_本文_.
————
この夏ずっとパジャマ・パーティーに出ないですむんだなあ、とクロエは思った。助かったぜ。九歳や十歳のころには、あれも楽しかったけど、最近は、とくに六年になってからは、ちっとも楽しくない。招かれているのは自分なんだけど、なかに入ったとたん、みんなと同じようにしなきゃなんない。(E・L・カニグズバーグ「Tバック戦争」小島希里・訳)
12歳の少女は、仲間たちが生みだす同調圧力に辟易していたのかもしれない。
だからこそ、クロエは、バーナデットの生き方に強い感銘を受けるのだ。
「あなたの年頃には、つまり、みんなにデッタって呼んでもらいたがったころには、雑誌や友達の顔で気に入ったものがあると、そのイメージにそっくりの顔になろうとして、しょっちゅう鏡をのぞきこんでたの。でも、あるとき、そんなこと卒業しようと思った。鏡をのぞきこんで、そっくりになろうとするんじゃなくて、顔を見つけだすことにしたの。そう、これは自分の顔だというものを見つけること。大切なのは、化粧だとか大変身だとかを問題にする前に、それを見つけるってことなの。十二歳って、ちょうどいい年頃よ」(E・L・カニグズバーグ「Tバック戦争」小島希里・訳)
「自分の顔」とは、つまり、自分そのものを意味している。
人は、12歳にもなれば、本当の自分自身に出会えるものなのだ。
Tバック戦争という混乱の中でも、自分自身を見失うことのなかったバーナデットから、クロエの学んだものは多い。
「浸水洗礼」やら髪の毛の誓約書やらをこわがったりは、もうしない。それは、はっきりとわかっていた。行きたくないお泊りパーティーに行きたくないって言うのも、もうこわくない。それもはっきりわかっていた。(E・L・カニグズバーグ「Tバック戦争」小島希里・訳)
————
_抽出資料_.
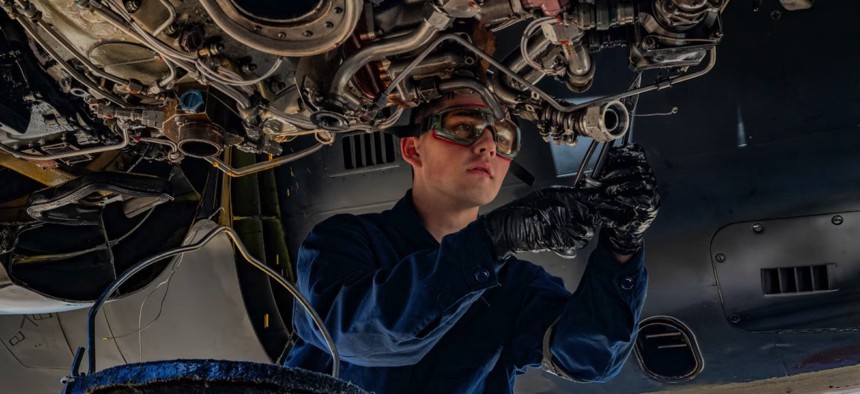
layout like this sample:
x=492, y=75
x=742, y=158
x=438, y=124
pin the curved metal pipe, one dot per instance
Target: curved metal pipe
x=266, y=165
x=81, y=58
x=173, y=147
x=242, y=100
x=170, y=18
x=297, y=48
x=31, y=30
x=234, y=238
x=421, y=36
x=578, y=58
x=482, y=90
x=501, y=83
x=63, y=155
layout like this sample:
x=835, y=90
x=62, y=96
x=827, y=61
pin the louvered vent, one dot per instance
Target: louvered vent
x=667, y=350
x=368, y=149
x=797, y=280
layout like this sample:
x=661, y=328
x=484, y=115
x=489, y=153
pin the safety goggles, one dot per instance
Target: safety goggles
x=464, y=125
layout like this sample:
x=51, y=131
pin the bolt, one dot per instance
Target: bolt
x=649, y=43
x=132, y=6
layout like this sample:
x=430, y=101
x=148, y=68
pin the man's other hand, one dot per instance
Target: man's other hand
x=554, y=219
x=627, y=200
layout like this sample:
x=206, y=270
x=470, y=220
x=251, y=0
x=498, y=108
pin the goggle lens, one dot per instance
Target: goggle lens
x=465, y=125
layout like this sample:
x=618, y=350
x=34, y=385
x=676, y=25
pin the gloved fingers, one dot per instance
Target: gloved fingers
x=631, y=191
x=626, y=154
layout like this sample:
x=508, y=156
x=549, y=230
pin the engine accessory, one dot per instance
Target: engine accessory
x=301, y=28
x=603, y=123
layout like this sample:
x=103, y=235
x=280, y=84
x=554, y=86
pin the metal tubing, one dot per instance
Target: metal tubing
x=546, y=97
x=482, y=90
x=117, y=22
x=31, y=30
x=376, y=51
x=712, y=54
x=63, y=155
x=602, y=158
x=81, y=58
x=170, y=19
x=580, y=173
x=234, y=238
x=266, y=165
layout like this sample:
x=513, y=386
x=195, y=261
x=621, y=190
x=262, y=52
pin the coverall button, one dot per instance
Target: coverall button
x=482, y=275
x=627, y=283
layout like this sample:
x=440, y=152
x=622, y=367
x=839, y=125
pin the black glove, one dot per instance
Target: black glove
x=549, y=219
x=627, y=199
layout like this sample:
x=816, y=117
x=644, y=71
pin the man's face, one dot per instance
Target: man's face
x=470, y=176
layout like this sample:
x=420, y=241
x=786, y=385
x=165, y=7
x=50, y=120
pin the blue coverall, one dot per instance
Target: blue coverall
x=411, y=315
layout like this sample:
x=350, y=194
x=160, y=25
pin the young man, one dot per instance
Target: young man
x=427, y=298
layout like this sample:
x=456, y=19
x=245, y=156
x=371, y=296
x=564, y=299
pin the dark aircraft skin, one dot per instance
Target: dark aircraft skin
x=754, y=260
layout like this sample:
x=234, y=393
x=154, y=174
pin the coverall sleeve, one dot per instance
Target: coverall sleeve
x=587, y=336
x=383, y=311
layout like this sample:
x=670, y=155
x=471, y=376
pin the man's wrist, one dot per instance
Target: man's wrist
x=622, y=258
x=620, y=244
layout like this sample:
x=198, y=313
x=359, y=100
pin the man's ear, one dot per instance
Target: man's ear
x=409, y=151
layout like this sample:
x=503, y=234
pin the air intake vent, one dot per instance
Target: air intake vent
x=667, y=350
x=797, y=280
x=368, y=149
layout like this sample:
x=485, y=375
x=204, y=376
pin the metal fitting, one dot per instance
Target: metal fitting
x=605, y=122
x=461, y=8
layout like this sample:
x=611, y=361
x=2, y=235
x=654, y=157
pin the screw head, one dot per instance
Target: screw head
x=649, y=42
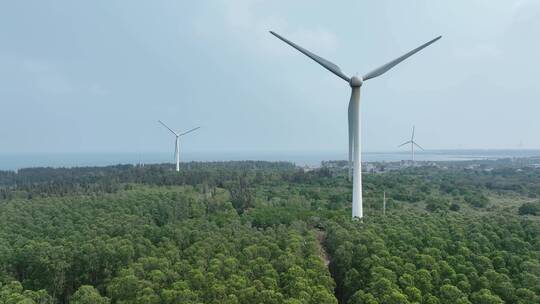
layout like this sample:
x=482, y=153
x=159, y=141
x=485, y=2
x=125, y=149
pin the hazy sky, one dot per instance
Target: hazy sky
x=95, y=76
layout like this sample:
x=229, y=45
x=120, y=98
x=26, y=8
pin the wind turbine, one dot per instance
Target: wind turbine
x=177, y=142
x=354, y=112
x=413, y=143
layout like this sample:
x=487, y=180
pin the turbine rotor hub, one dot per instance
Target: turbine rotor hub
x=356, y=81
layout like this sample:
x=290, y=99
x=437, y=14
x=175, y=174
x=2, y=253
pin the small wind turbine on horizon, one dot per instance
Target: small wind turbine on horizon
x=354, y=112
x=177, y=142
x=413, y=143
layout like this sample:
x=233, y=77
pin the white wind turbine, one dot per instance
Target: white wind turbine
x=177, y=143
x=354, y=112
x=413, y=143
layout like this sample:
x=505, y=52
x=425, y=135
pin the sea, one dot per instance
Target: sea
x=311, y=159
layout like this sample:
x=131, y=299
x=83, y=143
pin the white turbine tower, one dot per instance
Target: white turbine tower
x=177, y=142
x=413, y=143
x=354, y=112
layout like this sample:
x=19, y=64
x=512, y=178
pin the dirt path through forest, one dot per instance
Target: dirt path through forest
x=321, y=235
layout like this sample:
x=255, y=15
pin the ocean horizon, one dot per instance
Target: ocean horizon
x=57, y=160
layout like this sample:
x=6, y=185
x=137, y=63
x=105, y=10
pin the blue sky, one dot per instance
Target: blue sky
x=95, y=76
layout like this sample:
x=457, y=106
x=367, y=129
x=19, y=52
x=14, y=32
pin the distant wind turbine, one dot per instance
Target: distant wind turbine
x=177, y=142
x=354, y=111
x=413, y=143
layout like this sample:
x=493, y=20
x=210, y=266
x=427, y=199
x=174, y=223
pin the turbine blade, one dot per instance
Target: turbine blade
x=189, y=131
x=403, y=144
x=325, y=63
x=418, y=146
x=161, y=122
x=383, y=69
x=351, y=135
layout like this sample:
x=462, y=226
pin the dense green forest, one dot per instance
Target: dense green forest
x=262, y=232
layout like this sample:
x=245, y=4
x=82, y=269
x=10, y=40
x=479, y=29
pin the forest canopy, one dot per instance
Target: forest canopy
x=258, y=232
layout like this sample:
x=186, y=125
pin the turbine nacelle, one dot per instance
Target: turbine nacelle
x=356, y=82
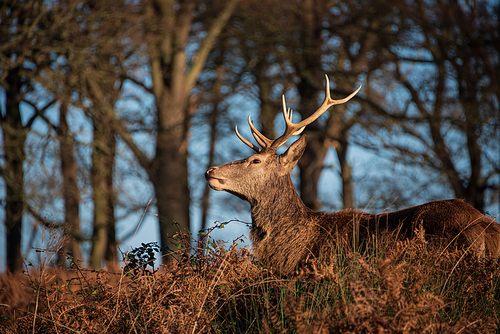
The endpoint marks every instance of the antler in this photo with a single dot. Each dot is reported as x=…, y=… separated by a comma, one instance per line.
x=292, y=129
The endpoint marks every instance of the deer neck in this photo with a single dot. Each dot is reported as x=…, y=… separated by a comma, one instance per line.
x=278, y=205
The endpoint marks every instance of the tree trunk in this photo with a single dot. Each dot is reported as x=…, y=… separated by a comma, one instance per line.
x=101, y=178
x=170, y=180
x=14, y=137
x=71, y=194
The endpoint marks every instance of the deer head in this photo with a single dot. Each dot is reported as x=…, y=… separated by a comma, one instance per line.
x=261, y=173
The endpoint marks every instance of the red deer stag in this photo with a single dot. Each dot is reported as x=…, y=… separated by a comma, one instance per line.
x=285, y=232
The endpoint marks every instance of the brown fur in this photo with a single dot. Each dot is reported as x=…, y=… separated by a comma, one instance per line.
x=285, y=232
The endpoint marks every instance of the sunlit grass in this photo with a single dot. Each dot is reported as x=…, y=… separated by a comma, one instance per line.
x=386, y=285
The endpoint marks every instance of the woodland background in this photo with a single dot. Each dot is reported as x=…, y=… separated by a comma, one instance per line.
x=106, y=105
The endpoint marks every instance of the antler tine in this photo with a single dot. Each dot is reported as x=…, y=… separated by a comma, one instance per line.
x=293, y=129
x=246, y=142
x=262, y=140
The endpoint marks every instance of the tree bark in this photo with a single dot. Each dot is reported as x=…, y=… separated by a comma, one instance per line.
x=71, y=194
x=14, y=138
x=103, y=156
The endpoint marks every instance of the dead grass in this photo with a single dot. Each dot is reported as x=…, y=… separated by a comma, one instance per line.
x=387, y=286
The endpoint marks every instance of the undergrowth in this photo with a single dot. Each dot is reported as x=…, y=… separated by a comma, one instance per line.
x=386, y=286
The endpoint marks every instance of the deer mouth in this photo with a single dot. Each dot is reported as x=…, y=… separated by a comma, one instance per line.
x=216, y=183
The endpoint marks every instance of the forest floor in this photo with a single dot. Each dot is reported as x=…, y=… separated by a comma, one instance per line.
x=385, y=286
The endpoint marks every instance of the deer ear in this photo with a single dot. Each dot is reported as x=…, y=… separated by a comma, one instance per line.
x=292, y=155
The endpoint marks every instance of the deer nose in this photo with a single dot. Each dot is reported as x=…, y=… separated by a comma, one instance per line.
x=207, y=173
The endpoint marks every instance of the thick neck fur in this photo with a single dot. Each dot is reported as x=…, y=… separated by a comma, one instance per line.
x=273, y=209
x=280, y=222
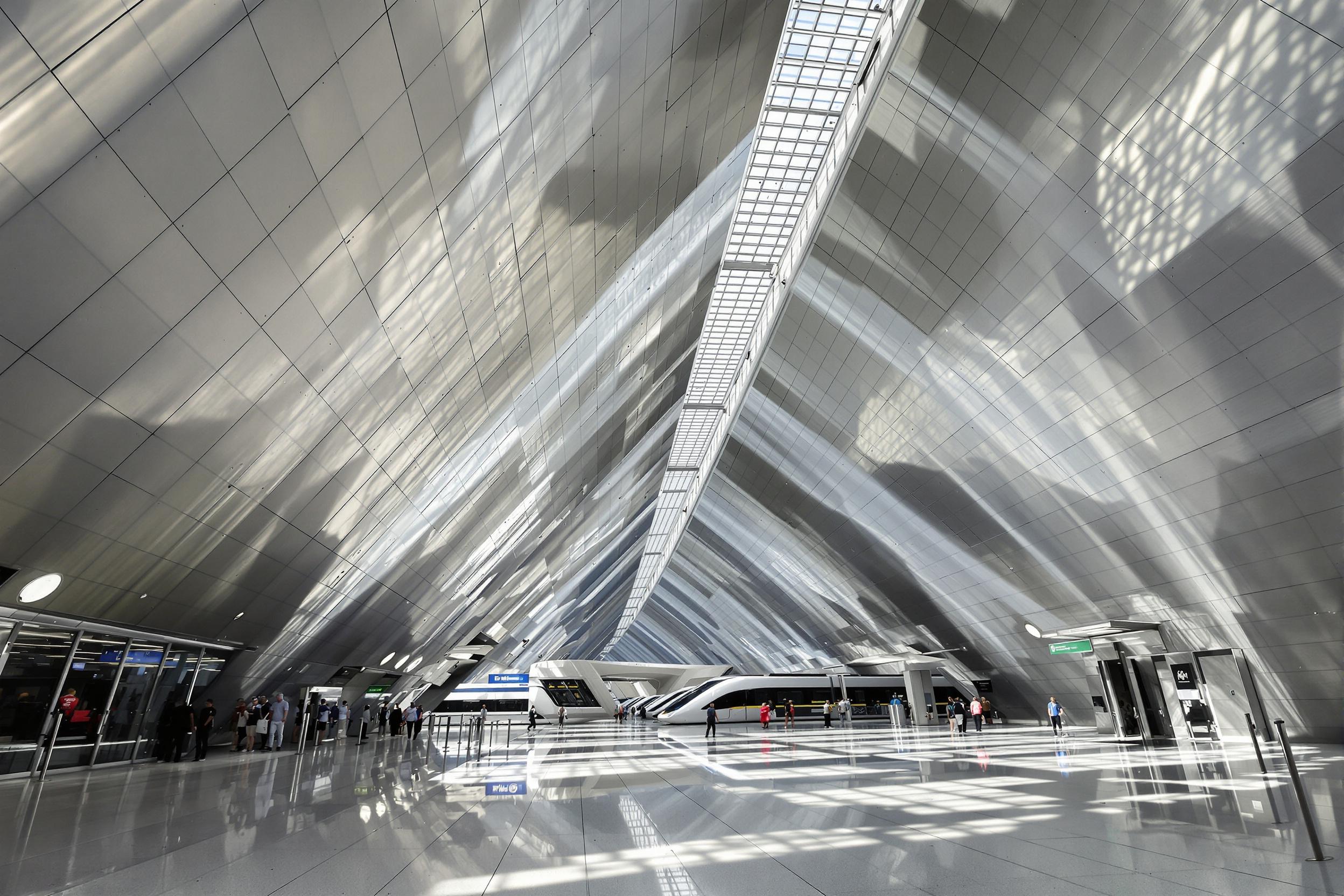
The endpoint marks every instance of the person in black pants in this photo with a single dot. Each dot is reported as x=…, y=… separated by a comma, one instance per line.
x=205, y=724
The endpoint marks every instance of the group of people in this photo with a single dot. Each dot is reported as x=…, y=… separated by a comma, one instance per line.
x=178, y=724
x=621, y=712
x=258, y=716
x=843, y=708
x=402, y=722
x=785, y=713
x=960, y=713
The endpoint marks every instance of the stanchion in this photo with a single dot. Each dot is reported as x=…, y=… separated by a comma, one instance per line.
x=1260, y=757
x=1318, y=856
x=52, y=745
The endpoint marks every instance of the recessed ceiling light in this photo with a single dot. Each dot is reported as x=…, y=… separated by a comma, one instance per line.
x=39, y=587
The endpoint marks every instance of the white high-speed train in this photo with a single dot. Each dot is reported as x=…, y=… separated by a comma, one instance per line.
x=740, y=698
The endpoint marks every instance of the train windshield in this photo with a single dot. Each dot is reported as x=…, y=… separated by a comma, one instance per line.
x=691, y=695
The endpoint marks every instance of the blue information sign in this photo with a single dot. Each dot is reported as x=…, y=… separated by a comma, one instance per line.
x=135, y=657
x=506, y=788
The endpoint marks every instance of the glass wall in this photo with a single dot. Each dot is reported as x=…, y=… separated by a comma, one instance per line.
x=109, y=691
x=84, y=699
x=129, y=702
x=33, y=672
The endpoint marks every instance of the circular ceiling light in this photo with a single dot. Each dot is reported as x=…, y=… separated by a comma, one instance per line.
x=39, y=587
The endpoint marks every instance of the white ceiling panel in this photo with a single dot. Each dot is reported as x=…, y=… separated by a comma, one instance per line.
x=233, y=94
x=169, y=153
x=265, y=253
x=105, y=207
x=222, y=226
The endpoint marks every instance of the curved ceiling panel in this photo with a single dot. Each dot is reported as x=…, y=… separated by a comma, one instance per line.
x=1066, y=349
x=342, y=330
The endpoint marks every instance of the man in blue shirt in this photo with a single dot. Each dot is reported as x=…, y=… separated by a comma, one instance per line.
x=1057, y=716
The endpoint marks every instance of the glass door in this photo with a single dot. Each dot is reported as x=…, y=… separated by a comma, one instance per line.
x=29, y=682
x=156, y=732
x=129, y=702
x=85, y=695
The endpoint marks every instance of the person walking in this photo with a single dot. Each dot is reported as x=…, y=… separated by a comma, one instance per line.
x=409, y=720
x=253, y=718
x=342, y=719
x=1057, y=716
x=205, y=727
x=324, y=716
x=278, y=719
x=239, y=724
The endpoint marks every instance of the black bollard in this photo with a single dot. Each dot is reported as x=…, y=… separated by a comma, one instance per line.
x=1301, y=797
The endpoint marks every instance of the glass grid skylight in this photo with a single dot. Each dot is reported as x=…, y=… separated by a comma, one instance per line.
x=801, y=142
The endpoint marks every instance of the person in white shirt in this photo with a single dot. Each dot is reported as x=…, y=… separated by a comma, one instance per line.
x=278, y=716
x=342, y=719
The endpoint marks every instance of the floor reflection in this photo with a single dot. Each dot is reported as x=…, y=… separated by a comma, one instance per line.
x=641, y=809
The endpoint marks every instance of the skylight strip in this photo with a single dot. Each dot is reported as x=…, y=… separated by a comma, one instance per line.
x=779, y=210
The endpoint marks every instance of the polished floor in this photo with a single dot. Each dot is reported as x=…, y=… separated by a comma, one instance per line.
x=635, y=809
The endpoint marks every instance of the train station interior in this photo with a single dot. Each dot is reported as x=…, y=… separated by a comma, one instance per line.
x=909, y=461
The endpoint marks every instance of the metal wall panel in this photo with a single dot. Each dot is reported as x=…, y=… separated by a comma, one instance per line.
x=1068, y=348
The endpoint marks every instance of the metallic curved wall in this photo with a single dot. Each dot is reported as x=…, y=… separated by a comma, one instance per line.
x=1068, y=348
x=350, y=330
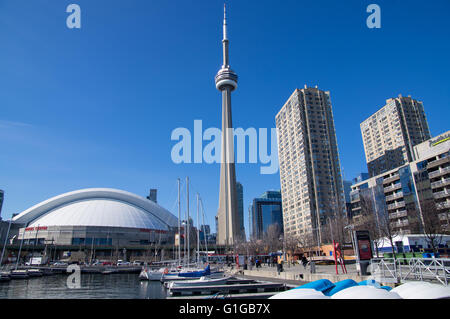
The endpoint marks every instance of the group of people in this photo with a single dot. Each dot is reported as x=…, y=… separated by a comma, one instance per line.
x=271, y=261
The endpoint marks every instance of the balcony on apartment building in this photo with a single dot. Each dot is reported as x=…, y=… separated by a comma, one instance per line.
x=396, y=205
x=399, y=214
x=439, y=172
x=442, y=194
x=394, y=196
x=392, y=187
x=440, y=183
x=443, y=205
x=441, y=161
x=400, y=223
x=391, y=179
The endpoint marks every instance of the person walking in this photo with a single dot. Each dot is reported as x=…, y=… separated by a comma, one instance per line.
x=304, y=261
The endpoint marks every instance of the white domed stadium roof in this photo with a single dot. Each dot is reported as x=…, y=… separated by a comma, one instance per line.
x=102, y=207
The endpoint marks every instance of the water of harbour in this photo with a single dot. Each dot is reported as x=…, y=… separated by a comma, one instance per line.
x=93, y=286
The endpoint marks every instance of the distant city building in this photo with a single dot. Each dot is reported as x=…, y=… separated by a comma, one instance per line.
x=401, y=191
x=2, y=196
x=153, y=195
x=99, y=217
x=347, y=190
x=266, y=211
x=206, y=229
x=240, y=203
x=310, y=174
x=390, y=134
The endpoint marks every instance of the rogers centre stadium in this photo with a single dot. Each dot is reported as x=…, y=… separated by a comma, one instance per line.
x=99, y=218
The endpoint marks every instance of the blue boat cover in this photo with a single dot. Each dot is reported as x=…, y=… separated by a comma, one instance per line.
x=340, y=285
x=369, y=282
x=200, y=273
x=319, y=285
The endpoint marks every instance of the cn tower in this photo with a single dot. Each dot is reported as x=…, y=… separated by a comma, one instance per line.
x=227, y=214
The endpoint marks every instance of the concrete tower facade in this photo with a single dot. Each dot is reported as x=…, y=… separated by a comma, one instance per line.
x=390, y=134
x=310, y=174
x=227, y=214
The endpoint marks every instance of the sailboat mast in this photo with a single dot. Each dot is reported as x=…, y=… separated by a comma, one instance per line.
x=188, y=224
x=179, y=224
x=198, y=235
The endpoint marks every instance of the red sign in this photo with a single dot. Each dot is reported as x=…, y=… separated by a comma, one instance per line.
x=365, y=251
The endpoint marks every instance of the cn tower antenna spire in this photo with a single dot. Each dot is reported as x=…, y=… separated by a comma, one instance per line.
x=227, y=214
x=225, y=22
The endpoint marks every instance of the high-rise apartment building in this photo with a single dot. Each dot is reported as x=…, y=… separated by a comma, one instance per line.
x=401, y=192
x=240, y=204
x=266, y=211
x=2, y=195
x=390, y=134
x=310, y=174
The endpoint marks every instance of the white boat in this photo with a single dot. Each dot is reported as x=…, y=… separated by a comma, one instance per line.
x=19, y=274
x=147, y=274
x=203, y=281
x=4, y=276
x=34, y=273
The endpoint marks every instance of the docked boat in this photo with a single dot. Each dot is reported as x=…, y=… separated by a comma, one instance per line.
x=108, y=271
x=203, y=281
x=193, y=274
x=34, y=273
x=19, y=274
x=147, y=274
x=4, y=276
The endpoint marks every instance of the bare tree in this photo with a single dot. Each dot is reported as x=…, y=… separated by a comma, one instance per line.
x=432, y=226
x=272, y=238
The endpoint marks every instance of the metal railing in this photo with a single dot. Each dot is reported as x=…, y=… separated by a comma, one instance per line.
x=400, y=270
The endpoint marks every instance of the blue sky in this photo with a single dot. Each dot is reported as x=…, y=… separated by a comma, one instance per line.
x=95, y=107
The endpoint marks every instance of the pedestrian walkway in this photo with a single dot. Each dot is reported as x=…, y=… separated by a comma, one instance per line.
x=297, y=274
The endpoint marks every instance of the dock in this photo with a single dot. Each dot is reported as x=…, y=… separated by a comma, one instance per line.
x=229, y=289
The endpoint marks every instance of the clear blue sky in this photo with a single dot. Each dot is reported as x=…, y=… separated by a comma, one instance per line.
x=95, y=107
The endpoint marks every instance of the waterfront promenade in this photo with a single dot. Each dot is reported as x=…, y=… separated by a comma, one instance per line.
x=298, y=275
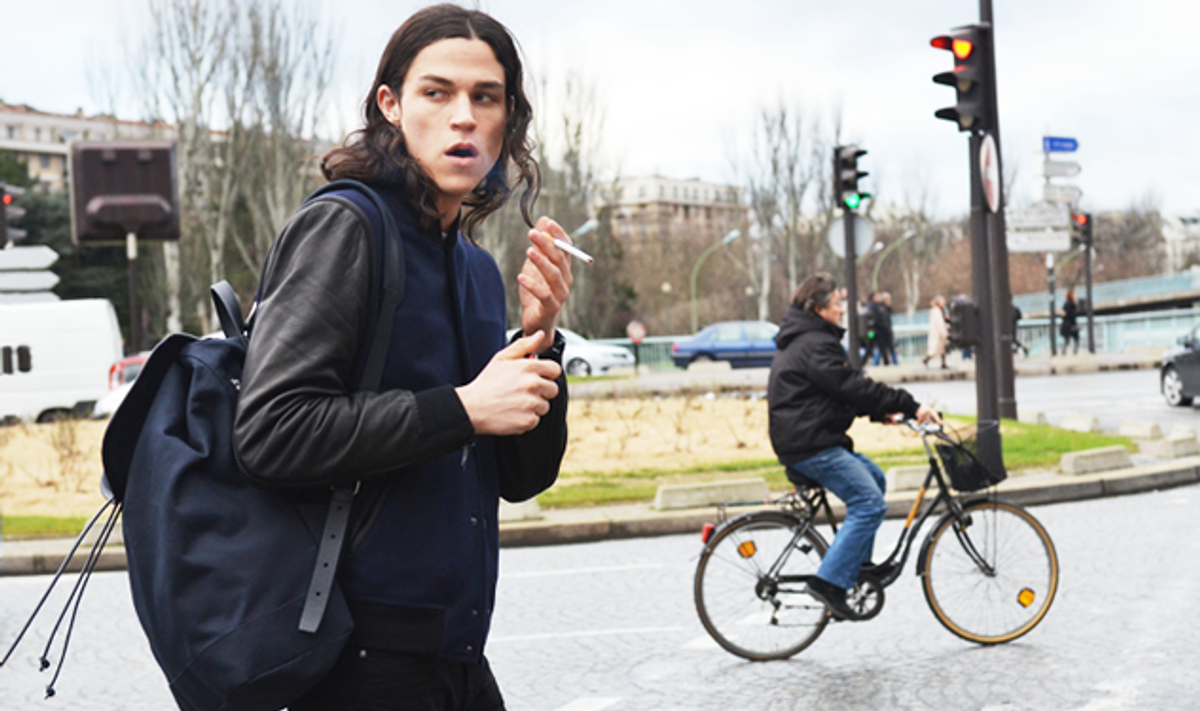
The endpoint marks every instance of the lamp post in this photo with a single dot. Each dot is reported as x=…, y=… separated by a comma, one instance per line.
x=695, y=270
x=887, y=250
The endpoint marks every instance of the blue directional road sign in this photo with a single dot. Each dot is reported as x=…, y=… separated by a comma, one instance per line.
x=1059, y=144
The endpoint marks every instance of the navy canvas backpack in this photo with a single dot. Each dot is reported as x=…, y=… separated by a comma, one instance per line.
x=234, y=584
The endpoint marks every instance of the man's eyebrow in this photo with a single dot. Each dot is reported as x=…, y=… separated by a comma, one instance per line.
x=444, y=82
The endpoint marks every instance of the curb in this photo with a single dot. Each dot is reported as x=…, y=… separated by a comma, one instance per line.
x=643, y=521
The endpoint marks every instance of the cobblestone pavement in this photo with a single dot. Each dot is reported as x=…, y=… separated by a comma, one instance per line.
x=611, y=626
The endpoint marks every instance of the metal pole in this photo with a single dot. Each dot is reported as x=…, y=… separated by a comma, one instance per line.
————
_実施事項_.
A: 本文によると、クロエが最近パジャマ・パーティーをちっとも楽しいと感じなくなったのはなぜですか。本文に書かれている理由を一、二文で説明してください。
B: 本文について、次の問いに答えてください。
(i) クロエがパジャマ・パーティーを楽しいと思っていたのは、何歳のころですか。
(ii) バーナデットが、みんなに呼んでもらいたがっていた呼び名は何ですか。
(iii) バーナデットが「ちょうどいい年頃」だと言っているのは、何歳ですか。
C: 本文のうち、「あなたの年頃には」で始まる段落を、主な内容を保ったまま箇条書きにまとめ直してください。

_解答一覧_.
A: 招かれているのは自分であっても、なかに入ったとたんに、みんなと同じようにしなければならないからです。

B:
(i) 九歳や十歳のころです。
(ii) デッタです。
(iii) 十二歳です。

C:
- クロエの年頃、つまりデッタと呼ばれたがっていたころ、雑誌や友達の顔で気に入ったものがあると、その顔にそっくりになろうとして、しょっちゅう鏡をのぞきこんでいた。
- あるとき、そのようなことは卒業しようと思った。
- そっくりになろうとするのではなく、これは自分の顔だというものを見つけだすことにした。
- 化粧や大変身を問題にする前に、自分の顔を見つけることが大切である。
- 十二歳は、そのためにちょうどいい年頃である。